EXERCISE INSTRUCTIONS: For the listing below, work out the number of lines that hold "instance" and return that number alone.

AVAILABLE DATA:
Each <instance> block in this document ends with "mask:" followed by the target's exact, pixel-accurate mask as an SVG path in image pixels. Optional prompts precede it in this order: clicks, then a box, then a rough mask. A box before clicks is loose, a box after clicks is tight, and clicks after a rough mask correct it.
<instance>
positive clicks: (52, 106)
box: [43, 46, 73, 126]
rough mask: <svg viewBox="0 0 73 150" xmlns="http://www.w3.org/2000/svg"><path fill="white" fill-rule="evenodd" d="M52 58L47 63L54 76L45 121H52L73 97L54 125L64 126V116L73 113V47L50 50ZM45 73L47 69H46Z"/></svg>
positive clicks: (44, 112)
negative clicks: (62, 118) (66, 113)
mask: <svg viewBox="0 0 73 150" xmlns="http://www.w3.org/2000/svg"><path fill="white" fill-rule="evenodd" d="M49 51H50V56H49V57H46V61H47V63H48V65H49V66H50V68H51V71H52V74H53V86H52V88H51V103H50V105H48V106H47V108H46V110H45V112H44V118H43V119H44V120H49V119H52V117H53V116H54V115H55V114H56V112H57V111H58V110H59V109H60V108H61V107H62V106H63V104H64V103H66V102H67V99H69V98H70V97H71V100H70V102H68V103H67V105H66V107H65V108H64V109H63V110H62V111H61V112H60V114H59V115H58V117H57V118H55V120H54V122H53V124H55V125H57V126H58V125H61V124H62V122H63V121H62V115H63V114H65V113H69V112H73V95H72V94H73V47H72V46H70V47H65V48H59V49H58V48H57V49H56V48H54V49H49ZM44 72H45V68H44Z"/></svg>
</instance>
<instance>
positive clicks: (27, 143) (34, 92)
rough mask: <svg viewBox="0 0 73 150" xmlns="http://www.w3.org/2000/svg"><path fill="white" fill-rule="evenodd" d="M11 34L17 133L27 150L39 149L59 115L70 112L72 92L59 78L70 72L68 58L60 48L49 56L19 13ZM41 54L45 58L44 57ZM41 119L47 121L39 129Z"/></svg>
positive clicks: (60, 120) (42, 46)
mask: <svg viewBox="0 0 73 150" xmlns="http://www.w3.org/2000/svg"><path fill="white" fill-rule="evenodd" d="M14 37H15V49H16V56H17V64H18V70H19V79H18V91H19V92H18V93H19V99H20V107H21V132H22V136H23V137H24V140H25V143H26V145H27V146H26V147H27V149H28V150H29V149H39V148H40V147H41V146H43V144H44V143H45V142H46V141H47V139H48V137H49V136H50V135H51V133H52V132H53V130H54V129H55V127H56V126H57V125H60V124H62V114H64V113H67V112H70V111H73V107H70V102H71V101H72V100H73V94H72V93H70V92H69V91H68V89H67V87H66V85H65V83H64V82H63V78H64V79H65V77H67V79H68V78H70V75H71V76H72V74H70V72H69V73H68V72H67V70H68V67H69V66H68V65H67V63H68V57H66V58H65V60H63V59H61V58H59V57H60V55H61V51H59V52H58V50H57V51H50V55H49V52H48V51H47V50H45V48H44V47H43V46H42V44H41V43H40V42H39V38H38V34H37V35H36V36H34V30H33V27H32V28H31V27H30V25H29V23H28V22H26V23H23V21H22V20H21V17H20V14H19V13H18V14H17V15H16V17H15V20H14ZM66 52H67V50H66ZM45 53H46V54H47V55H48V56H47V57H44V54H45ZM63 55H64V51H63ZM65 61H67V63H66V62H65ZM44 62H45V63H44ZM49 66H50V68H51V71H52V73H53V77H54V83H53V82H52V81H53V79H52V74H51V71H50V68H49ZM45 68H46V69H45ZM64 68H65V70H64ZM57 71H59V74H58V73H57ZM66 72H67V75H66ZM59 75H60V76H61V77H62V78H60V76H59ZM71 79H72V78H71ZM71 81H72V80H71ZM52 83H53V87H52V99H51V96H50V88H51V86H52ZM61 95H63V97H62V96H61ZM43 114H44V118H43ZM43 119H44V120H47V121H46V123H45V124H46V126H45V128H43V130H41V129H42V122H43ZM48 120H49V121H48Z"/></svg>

OUTPUT BELOW: 4